┌──

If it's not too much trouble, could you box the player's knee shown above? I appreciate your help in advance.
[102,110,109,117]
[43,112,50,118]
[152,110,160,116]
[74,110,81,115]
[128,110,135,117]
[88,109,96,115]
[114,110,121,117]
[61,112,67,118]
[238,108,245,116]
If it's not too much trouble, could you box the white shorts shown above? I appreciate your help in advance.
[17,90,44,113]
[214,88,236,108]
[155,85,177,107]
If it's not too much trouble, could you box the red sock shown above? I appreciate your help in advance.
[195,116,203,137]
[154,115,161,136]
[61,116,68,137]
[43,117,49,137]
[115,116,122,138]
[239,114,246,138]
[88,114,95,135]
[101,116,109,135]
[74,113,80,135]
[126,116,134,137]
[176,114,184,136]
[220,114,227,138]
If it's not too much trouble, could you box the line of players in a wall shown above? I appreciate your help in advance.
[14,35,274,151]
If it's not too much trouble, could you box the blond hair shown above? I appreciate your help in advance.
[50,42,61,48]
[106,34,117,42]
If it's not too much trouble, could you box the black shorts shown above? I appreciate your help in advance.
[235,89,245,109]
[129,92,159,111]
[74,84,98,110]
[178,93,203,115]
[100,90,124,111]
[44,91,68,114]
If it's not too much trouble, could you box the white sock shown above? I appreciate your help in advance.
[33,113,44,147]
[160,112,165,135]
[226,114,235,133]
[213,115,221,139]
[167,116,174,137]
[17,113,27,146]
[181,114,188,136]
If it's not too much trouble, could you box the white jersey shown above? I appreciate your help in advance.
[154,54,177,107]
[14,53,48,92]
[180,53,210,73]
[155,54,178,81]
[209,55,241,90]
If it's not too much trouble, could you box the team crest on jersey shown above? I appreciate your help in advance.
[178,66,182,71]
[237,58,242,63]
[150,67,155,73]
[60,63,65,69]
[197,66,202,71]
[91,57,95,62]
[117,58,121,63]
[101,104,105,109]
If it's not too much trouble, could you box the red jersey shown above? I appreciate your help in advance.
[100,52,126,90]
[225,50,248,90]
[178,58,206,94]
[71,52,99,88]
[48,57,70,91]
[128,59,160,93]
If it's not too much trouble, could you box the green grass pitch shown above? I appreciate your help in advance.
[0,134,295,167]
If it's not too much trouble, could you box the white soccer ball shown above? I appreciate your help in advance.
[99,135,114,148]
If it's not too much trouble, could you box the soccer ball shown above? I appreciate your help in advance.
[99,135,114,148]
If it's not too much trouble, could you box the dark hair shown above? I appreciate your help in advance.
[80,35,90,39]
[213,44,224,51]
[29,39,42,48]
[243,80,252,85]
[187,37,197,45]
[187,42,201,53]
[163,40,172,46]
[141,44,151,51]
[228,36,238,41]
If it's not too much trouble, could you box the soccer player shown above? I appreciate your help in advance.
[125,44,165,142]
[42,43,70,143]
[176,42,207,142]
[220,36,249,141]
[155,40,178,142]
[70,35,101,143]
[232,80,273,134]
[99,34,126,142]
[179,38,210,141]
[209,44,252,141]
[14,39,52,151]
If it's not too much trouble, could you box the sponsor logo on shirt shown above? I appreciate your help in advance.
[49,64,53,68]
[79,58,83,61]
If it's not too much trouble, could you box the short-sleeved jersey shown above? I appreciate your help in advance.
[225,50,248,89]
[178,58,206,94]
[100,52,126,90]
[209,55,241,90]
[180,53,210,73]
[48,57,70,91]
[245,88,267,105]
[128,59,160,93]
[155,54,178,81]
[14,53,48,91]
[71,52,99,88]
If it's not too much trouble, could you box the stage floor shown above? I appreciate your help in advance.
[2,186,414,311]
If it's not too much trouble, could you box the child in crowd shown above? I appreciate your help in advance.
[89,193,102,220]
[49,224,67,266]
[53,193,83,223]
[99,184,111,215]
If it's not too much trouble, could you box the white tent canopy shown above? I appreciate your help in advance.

└──

__EXERCISE AIM__. Copy out the entire material exactly.

__TASK ANSWER__.
If it's not too much trouble, could you box the player's knee shown above? I appreciate your help in advance.
[102,110,109,117]
[43,112,50,118]
[152,110,160,116]
[74,110,81,115]
[128,110,135,117]
[88,109,96,115]
[114,110,121,117]
[61,112,67,118]
[238,108,245,116]
If it's not too much trouble, could you box the white shorts shown above? I appreciate your help in advance.
[17,90,44,113]
[214,88,236,108]
[155,85,177,107]
If it's not too much trouble, could you box the red sock shown above? I appreciate your help in advance.
[195,116,203,137]
[154,115,161,136]
[61,116,68,137]
[43,117,49,137]
[115,116,122,138]
[239,114,246,138]
[88,114,95,135]
[101,116,109,135]
[74,113,80,135]
[126,116,134,137]
[176,114,184,136]
[220,114,227,138]
If it's not too much trouble, could you box the line of players in a wall shown above? I appreciate your help in advance.
[14,35,274,151]
If it's not too much trouble, could you box the blond hair shown above? I appreciate your help in advance.
[50,42,61,48]
[106,34,117,42]
If it's not too much trouble, could you box the black shorts shown above? I appreciate your help in advance.
[235,89,245,109]
[129,92,159,111]
[74,84,98,110]
[178,93,203,115]
[100,90,124,111]
[44,91,68,114]
If it's not too much trouble, could you box the white sock shown above? I appreciate your help in advance.
[33,113,44,147]
[160,112,165,135]
[226,114,235,133]
[213,115,221,139]
[167,116,174,137]
[17,113,27,146]
[181,114,188,136]
If it's not too much trouble, could you box the white jersey shown above? I appreciate your help in advance.
[154,54,177,107]
[14,53,48,92]
[180,53,210,73]
[155,54,178,81]
[209,55,241,90]
If it's not too much trouble, could you box the team crest on jersey shown above? I appreciate your help in advance.
[178,66,182,71]
[237,58,242,63]
[150,67,155,73]
[60,63,65,69]
[197,66,202,71]
[91,57,95,62]
[117,58,121,63]
[101,104,105,109]
If it's not too much trouble, could you box the red jersey shown above? I appreciate your help in advance.
[100,52,126,90]
[225,50,248,90]
[178,58,206,94]
[71,52,99,88]
[48,57,70,91]
[128,59,160,93]
If it's not too much trouble, could you box the green grass pitch shown above? I appreciate your help in advance.
[0,134,295,167]
If it's not too much trouble, could you box the white soccer ball shown above? I appreciate your help in advance.
[99,135,114,148]
If it's not too much trouble, could you box the soccer ball shown above? I appreciate your help in advance.
[99,135,114,148]
If it's not too much trouble, could you box the dark hair shown above? I appreciate your help in advance.
[80,35,90,39]
[213,44,224,51]
[29,39,42,48]
[243,80,252,85]
[187,37,197,45]
[187,42,201,53]
[163,40,172,46]
[141,44,151,51]
[228,36,238,41]
If it's not too much trouble, could you box the soccer player shown above? I appreciate your help in advance.
[125,44,165,142]
[42,43,70,143]
[176,42,207,142]
[220,36,249,141]
[155,40,178,142]
[70,35,101,143]
[232,80,273,134]
[99,34,126,142]
[179,38,210,141]
[209,44,252,141]
[14,39,52,151]
If it's not too much trouble, could you box the sponsor logo on shirt shown above? I appreciate your help in advance.
[49,64,53,68]
[79,58,83,61]
If it's not too much trouble, could you box the short-sleeved jersey shown above? I appreciate your help in advance.
[225,50,248,89]
[178,58,206,94]
[100,52,126,90]
[209,55,241,90]
[180,53,210,73]
[48,57,70,91]
[245,88,267,105]
[128,59,160,93]
[155,54,178,81]
[14,53,48,91]
[71,52,99,88]
If it's not too much trouble, could you box the stage floor shown above? I appreciate your help in advance.
[2,186,414,311]
If it's not too much trouble, could you box the child in crowd shown above? I appreciate your help in advance.
[89,193,102,220]
[49,224,67,266]
[53,193,83,223]
[99,184,111,215]
If it's not too much trouble, could you box the white tent canopy shown above? I appreciate your help in advance.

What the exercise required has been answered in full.